Pull out every line below that contains the word "present", treating uppercase and lowercase as different.

**PROVIDED DATA:**
┏━━
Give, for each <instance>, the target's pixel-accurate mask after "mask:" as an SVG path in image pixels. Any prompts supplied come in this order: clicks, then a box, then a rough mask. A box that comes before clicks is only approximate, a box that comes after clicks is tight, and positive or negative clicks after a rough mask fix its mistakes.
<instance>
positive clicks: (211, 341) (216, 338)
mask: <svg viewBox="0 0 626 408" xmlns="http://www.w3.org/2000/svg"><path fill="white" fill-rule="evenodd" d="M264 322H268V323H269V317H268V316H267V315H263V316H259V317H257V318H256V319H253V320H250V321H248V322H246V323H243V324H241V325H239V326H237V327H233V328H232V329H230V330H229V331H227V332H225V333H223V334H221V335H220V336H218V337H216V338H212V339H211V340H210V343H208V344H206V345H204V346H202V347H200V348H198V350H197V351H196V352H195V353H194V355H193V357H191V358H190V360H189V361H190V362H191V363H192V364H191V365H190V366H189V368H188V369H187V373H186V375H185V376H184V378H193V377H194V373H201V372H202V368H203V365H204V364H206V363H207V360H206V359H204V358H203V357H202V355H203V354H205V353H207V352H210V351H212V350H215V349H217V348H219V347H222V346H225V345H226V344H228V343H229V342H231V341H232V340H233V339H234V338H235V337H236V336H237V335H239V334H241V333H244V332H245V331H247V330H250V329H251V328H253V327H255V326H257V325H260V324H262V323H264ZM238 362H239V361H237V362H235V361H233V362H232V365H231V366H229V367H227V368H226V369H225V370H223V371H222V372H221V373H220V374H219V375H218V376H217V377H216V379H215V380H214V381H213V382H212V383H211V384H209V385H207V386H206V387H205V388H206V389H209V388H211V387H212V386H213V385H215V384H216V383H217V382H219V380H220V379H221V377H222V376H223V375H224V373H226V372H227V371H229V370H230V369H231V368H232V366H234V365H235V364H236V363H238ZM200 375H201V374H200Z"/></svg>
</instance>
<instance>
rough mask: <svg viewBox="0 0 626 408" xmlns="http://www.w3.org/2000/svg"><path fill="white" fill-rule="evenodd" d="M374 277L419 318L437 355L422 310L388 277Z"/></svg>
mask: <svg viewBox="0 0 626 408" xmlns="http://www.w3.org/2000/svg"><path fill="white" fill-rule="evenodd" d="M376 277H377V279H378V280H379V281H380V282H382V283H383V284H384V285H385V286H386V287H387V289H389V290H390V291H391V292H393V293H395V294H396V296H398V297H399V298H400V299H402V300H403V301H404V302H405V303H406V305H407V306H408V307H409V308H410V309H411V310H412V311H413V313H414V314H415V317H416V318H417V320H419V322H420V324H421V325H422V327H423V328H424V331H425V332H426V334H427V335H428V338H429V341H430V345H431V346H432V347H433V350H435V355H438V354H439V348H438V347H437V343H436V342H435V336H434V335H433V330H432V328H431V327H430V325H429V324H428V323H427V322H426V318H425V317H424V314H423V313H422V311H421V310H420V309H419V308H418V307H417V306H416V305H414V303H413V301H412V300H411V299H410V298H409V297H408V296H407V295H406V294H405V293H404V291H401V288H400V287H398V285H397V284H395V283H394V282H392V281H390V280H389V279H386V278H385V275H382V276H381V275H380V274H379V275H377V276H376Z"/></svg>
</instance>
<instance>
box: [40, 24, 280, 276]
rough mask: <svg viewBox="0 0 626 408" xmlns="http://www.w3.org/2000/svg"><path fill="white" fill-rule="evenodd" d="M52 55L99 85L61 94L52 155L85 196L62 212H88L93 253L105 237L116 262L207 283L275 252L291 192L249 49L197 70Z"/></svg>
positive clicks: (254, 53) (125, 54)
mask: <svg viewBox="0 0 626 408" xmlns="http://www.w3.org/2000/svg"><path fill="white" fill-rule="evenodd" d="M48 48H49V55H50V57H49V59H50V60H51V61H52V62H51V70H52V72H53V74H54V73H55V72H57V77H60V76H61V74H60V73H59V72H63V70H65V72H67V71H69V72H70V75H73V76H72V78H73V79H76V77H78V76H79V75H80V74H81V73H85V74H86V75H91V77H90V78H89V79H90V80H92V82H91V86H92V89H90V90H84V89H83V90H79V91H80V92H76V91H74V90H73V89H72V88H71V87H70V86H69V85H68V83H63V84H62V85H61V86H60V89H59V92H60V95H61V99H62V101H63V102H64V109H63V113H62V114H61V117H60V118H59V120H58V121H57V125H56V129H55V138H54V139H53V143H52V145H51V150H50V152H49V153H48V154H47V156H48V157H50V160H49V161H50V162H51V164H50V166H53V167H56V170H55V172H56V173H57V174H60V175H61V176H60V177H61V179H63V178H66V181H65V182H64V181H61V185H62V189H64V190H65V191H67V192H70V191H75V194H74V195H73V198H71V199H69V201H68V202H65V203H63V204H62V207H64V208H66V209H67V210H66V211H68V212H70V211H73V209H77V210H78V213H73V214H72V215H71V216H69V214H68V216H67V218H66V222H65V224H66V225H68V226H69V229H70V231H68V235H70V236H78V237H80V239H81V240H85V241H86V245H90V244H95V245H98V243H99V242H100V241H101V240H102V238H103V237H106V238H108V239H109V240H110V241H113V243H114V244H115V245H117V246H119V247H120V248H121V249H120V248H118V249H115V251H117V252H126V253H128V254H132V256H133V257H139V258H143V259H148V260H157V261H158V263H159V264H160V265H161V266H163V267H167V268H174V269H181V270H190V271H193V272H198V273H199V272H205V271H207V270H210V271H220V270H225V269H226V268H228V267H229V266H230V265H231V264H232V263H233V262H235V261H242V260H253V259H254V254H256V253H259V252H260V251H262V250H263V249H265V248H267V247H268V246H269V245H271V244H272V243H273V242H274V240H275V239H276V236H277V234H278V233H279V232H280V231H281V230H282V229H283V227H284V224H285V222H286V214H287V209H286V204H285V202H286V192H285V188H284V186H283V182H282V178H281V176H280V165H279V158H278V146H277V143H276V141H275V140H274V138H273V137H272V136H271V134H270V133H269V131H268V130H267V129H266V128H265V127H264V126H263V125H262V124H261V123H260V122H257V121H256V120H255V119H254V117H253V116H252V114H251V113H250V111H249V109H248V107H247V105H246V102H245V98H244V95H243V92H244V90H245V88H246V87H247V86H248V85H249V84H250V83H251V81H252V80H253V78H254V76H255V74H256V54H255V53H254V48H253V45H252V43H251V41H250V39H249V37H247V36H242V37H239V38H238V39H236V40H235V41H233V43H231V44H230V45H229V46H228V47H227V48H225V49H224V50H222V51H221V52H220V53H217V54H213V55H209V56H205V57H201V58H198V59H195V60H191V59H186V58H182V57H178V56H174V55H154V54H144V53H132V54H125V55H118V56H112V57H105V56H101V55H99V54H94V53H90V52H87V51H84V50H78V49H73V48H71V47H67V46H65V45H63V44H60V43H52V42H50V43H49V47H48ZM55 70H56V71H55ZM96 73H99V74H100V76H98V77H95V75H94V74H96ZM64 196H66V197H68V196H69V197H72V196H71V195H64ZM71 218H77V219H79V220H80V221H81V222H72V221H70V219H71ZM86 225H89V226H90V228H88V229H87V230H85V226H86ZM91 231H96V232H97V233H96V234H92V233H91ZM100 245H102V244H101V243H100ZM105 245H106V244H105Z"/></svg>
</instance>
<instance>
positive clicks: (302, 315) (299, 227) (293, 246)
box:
┗━━
┏━━
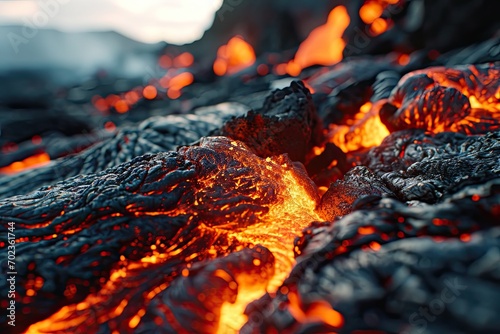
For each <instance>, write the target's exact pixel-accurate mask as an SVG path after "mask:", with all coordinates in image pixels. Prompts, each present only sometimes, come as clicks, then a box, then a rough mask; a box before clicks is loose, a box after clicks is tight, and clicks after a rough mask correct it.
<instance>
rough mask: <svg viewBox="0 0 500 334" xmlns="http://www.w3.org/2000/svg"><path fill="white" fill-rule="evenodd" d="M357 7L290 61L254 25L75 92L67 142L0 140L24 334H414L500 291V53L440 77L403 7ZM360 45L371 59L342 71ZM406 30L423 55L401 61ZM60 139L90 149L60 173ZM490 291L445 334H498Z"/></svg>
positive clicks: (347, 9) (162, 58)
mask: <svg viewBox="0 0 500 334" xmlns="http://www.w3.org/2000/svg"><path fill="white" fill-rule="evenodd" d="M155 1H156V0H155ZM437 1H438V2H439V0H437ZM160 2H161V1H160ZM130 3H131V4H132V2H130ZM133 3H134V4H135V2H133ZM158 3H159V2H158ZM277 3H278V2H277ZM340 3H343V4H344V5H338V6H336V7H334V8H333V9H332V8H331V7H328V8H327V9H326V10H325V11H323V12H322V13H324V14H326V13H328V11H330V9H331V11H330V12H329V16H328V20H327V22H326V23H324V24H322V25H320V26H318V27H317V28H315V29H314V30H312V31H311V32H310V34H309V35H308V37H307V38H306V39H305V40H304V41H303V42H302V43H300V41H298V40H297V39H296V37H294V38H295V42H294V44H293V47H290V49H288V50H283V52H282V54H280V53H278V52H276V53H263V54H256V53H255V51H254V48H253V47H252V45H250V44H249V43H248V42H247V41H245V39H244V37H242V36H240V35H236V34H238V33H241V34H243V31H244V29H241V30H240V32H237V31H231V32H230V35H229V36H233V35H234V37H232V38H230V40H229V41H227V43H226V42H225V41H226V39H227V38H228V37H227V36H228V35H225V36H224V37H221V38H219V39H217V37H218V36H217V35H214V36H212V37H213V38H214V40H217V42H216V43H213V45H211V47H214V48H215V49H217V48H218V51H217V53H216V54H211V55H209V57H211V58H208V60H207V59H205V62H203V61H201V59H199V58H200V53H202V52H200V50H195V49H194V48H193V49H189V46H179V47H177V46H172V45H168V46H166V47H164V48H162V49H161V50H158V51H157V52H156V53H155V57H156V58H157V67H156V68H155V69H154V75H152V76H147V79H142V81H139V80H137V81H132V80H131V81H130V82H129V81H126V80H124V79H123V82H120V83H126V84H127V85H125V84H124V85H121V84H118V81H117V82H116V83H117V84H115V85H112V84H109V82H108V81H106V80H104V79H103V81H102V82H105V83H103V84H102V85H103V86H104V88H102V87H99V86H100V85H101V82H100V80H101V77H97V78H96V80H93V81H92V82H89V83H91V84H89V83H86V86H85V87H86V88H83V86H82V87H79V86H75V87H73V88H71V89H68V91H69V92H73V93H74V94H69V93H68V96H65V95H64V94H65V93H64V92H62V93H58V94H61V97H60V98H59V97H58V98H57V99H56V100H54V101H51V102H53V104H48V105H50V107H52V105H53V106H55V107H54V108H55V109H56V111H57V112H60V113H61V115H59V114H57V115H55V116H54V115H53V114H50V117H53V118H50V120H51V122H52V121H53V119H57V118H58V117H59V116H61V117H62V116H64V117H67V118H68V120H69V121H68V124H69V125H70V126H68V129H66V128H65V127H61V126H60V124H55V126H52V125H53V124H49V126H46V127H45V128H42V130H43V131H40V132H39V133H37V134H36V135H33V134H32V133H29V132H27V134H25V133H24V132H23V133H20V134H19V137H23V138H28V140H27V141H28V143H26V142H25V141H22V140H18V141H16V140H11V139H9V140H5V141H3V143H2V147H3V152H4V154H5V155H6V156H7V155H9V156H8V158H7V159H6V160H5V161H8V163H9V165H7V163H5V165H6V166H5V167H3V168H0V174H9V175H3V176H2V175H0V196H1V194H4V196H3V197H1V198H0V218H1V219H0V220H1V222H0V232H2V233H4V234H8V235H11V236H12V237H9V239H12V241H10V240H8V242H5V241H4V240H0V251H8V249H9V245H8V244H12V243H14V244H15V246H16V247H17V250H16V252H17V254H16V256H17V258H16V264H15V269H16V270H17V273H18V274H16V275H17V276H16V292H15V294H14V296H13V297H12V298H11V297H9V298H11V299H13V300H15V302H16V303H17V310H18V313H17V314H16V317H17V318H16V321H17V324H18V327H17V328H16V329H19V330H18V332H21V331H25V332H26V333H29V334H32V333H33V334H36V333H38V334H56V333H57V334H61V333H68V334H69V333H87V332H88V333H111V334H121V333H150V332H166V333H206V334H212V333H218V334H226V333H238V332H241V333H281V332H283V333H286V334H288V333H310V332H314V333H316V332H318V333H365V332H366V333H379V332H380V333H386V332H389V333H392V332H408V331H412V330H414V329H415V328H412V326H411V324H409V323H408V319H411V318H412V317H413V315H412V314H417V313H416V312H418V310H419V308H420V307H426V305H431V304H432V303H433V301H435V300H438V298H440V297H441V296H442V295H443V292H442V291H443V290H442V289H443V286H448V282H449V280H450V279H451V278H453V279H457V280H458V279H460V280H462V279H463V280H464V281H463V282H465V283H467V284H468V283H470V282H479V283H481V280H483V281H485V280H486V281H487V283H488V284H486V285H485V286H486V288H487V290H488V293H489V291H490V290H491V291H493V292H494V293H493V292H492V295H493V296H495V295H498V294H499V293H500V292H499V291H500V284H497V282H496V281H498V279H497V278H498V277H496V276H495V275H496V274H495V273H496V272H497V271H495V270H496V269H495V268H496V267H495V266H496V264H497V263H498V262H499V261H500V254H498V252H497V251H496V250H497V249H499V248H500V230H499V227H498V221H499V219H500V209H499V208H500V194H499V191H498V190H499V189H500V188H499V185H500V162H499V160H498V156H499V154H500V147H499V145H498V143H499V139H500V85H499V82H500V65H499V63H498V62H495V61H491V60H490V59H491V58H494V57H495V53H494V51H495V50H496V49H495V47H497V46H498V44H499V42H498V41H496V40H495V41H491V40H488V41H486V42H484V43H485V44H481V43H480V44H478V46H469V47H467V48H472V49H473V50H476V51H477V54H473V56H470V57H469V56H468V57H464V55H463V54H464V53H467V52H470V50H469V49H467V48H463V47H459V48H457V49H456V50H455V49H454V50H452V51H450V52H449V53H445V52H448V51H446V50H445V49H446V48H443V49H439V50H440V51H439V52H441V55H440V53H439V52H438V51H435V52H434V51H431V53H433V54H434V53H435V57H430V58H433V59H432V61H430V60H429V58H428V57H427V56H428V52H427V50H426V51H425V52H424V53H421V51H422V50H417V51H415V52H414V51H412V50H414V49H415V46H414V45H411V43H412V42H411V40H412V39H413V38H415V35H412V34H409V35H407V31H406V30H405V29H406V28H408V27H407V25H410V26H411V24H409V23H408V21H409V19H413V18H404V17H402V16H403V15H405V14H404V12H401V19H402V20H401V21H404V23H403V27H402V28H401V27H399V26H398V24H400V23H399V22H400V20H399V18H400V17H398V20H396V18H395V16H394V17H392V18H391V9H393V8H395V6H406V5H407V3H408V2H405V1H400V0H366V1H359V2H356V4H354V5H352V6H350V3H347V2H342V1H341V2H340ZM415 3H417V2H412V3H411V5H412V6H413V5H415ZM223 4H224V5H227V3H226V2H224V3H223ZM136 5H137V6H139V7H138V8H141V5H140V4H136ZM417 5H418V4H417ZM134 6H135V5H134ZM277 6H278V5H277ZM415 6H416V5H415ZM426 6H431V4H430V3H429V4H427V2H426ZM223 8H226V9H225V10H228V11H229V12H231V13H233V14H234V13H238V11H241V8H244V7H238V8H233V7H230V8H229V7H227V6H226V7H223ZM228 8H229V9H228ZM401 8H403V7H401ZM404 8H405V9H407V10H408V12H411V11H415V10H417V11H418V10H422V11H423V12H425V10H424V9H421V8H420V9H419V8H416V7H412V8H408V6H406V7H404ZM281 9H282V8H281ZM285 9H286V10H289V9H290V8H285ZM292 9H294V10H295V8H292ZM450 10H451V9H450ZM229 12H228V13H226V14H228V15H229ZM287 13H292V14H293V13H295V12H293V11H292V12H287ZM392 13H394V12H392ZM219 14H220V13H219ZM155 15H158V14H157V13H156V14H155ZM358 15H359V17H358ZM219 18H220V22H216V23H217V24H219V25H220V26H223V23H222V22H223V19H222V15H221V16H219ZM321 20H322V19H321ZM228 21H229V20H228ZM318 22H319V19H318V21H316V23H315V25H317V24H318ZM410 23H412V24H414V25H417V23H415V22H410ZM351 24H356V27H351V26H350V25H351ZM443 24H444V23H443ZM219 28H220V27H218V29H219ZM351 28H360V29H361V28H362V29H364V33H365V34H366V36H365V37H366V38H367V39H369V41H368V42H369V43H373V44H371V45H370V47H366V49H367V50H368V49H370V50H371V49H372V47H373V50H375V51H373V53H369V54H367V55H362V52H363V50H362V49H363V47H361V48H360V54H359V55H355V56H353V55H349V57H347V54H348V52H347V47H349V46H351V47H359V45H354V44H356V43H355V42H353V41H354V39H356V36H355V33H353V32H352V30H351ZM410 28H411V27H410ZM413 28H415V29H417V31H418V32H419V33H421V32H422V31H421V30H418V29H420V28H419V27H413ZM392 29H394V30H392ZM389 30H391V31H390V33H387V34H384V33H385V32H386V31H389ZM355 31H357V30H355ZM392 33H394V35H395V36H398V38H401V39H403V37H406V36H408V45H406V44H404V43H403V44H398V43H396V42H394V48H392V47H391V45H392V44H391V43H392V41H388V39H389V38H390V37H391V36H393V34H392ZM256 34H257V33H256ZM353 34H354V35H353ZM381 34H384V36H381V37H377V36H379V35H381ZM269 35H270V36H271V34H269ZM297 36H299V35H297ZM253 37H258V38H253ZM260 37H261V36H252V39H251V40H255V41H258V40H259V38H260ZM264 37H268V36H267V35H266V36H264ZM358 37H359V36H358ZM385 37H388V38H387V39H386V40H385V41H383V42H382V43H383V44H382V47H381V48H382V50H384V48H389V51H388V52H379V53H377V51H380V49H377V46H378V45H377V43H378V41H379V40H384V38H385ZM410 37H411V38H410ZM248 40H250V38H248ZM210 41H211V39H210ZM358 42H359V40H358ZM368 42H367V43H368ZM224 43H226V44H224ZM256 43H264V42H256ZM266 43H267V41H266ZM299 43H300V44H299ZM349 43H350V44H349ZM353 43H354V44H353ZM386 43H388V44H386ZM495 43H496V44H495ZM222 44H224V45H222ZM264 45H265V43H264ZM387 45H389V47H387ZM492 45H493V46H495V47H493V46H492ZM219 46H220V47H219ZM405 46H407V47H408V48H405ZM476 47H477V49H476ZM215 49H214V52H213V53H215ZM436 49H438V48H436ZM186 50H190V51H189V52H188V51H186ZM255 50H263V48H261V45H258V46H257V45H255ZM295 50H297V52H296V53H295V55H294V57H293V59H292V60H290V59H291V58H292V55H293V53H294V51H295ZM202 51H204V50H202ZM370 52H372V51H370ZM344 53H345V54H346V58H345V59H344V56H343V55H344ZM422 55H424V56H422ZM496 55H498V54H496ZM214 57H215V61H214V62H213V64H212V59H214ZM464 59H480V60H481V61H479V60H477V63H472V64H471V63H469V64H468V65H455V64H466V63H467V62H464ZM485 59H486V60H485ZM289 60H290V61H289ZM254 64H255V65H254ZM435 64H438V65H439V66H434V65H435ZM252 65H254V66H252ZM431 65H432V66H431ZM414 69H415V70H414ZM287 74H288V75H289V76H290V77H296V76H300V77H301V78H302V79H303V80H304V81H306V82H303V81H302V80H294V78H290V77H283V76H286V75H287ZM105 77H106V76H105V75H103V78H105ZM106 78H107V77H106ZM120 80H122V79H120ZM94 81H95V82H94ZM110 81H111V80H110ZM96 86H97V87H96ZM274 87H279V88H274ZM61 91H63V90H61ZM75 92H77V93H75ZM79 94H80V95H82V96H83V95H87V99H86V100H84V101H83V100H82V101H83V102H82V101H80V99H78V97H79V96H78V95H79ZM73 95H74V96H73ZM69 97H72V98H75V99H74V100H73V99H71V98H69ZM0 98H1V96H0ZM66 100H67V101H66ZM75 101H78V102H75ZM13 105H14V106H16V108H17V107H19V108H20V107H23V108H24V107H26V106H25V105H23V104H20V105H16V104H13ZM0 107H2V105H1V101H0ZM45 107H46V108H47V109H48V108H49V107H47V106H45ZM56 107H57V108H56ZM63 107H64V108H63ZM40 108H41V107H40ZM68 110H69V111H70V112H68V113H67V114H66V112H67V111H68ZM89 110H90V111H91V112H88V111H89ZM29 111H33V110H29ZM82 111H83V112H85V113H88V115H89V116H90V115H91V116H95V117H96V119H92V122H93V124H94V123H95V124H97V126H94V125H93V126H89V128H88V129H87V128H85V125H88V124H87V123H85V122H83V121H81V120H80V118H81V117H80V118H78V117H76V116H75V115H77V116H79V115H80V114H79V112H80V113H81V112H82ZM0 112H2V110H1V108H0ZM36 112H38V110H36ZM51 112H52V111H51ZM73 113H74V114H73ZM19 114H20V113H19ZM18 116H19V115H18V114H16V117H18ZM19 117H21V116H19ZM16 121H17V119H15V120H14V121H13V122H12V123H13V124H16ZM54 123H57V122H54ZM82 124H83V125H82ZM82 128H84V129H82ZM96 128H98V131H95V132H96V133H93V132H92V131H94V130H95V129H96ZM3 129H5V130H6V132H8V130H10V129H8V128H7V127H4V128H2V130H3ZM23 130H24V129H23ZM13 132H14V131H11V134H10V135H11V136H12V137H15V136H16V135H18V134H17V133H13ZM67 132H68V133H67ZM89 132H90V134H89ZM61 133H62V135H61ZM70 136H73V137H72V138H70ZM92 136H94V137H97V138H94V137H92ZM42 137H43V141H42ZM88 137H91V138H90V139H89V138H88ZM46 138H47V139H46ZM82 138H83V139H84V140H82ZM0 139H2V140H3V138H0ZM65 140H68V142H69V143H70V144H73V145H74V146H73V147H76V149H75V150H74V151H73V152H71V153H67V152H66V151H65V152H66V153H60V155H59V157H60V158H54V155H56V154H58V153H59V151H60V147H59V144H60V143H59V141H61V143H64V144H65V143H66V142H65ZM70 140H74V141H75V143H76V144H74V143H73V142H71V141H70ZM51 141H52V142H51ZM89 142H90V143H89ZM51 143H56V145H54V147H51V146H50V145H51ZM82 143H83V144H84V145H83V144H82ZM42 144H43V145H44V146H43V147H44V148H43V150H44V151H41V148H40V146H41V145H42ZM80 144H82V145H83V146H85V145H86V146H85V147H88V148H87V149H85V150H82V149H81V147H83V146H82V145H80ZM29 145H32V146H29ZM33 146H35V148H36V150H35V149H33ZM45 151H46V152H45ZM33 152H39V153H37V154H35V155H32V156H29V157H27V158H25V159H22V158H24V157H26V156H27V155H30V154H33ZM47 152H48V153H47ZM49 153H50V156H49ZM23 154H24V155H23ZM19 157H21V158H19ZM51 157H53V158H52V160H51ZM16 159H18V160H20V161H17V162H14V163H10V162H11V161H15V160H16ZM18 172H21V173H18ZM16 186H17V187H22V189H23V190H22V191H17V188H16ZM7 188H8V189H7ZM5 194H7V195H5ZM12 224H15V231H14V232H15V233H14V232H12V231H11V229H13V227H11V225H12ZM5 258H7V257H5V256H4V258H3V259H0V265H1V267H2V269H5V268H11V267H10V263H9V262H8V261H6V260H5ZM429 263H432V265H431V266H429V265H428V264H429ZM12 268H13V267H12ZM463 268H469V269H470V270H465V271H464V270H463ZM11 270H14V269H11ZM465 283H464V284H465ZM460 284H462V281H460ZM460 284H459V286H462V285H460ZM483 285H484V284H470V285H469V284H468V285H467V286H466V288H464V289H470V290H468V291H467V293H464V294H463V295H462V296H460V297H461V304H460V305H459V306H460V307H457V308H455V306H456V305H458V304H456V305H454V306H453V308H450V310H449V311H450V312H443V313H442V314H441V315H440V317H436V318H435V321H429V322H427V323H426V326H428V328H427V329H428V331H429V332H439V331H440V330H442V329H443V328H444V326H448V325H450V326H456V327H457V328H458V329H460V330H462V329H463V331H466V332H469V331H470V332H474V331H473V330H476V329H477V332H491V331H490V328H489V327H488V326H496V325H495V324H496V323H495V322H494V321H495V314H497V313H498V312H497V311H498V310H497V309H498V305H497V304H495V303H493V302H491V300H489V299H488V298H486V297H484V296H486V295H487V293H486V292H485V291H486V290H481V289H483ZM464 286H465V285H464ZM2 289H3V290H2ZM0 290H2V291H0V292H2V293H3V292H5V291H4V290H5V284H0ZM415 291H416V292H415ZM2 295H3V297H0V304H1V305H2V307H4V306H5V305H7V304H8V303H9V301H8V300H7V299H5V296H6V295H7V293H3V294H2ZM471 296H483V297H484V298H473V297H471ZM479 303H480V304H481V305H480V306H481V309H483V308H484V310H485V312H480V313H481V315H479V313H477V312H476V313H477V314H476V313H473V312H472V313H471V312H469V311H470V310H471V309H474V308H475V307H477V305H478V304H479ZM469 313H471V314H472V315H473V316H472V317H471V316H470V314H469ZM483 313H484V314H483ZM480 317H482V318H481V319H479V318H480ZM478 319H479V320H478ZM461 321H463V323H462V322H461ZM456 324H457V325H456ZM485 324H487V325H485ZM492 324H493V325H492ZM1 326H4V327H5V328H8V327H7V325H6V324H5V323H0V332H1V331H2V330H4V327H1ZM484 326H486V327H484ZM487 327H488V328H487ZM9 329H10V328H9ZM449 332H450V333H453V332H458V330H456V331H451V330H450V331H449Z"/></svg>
┗━━
**SOLUTION TO THE PROBLEM:**
For each <instance>, write the target's exact pixel-accurate mask as an SVG path after "mask:", with all coordinates in image pixels. Prompts, each present only sometimes, come as clicks, then a box, then a rough mask; a box before clicks is loose, a box after clicks is tight, and clicks after a rough mask correct it.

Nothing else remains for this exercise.